◆ **Direction 1**: In the transportation newsletter excerpt below, what did Harry Reid call his chamber's GOP majority?

◆ **Document excerpt**:
----
Chamber of Commerce in line with Inhofe: Senators shying away from a year-end extension are on the same page with what top Chamber of Commerce lobbyist Janet Kavinoky said earlier in the day she expects the chamber will support. “… I think we’ve got to make sure that we keep their feet to the fire and they know they’re going to have to vote again and again until this is done,” she said after a Senate Commerce subcommittee hearing. “My concern is that if we do an extension through the end of December, then we won’t come back to actually talking about this until the beginning of December.” http://politico.pro/1ILqwEq

But it ain’t over yet: A clean extension of transpo policy into the summer may seem like the easiest choice, at least for now, but not all lawmakers are on board. Senate Finance Chairman Orrin Hatch came out firmly against the idea after the Tuesday meeting, saying Congress needs more time to fix the problem. That’s a slight shift — Hatch told Heather last week that he’d back a July extension if it was part of a two-step process that was also likely to include a patch into December. Hatch isn’t the only one in the “December or bust” camp. Sen. Dean Heller left the meeting saying he supports that idea. And while Sen. John Thune didn’t explicitly come out in support of the Hatch plan, he seems to be leaning that way. “I’m open to whatever gets us to our end goal, and that to me is a longer-term bill where we’re not doing these things in six-month increments and putting Band-Aids on it every six months to a year,” he told Heather. “If we have a better chance of getting something at the end of the year and doing a six- or seven-month extension that takes us to that point, I’m fine with that.”

What’s next? We should know more after today. Inhofe told MT he plans to pitch his proposal during today’s weekly lunch gathering of Senate committee chairmen, including Hatch and Thune. And then there’s Senate Minority Leader Harry Reid’s ongoing threat to hold up a bipartisan trade bill unless the Senate takes action on highway funding. Reid got his digs in over the standoff on Tuesday, calling his chamber’s GOP majority “the extension cord administration” and chastising his colleagues for suggesting yet another temporary transportation authority extension. Burgess Everett and Manu Raju have more on Reid’s power play: http://politi.co/1Pn9LiD.

IT’S A WONDERFUL WEDNESDAY: Good morning and thanks for reading POLITICO’s Morning Transportation, your daily tipsheet on trains, planes, automobiles and ports.

Reach out: jscholtes@politico.com or @jascholtes.
----
◆ **Direction 2**: Report every line of the entries below that contains the string "tree", treating uppercase and lowercase as different.

◆ **Information supplied**:
----
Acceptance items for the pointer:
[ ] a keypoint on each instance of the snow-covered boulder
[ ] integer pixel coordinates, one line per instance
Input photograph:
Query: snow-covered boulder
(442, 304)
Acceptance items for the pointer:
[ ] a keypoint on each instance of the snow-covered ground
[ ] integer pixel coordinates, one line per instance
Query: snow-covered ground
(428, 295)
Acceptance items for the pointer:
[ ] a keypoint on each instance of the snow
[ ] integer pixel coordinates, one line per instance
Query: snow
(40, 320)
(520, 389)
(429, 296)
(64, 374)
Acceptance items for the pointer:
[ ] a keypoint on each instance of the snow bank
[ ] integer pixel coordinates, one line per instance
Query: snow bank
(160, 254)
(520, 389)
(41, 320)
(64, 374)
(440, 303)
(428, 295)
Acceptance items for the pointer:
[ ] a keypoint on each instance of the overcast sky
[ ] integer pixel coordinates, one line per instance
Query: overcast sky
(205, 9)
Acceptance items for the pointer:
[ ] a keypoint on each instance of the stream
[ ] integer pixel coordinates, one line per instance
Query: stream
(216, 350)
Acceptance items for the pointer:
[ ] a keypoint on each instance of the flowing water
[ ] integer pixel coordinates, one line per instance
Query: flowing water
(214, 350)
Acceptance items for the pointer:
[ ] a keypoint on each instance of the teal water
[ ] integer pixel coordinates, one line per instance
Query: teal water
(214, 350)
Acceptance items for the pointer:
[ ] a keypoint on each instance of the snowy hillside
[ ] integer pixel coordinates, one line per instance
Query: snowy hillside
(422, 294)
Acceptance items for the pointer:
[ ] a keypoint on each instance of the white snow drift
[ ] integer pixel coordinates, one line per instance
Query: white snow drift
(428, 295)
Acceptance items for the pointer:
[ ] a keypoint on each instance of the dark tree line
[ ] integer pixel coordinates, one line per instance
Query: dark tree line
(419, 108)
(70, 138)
----
◆ **Result 1**: He called it "the extension cord administration."

◆ **Result 2**:
[ ] a keypoint on each instance of the dark tree line
Query: dark tree line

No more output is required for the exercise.